= ACTIVITY =
Every line below that includes the word "platform" needs to be copied.

----------

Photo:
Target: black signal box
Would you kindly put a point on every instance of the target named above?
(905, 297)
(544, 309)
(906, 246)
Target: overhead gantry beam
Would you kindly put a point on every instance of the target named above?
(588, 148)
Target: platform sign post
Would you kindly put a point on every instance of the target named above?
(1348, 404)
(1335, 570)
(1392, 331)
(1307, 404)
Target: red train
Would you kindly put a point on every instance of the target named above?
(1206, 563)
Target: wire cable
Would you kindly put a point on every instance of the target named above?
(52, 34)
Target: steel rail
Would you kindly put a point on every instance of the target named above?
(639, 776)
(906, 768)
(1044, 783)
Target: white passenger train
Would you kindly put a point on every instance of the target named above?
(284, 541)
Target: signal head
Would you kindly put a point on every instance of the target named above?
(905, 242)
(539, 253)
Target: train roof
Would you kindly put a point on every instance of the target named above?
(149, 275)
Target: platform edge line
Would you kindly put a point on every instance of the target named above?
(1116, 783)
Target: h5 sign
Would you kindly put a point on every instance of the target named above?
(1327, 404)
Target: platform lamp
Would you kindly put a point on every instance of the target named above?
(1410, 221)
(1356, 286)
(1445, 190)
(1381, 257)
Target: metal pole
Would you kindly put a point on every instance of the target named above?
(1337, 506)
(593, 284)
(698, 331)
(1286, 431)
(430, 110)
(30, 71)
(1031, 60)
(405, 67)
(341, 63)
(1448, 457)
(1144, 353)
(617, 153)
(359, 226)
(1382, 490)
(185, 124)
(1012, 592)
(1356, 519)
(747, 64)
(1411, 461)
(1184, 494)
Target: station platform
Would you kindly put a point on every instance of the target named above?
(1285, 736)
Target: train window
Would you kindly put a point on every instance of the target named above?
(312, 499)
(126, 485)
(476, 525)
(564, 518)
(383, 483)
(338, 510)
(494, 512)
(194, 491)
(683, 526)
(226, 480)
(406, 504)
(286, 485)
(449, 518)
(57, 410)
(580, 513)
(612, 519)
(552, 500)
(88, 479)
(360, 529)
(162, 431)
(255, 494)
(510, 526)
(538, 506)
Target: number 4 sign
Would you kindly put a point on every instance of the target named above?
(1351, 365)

----------

= ANSWER FOR THIS EXERCISE =
Target: platform sign post
Target: platform edge line
Target: platform lamp
Target: station platform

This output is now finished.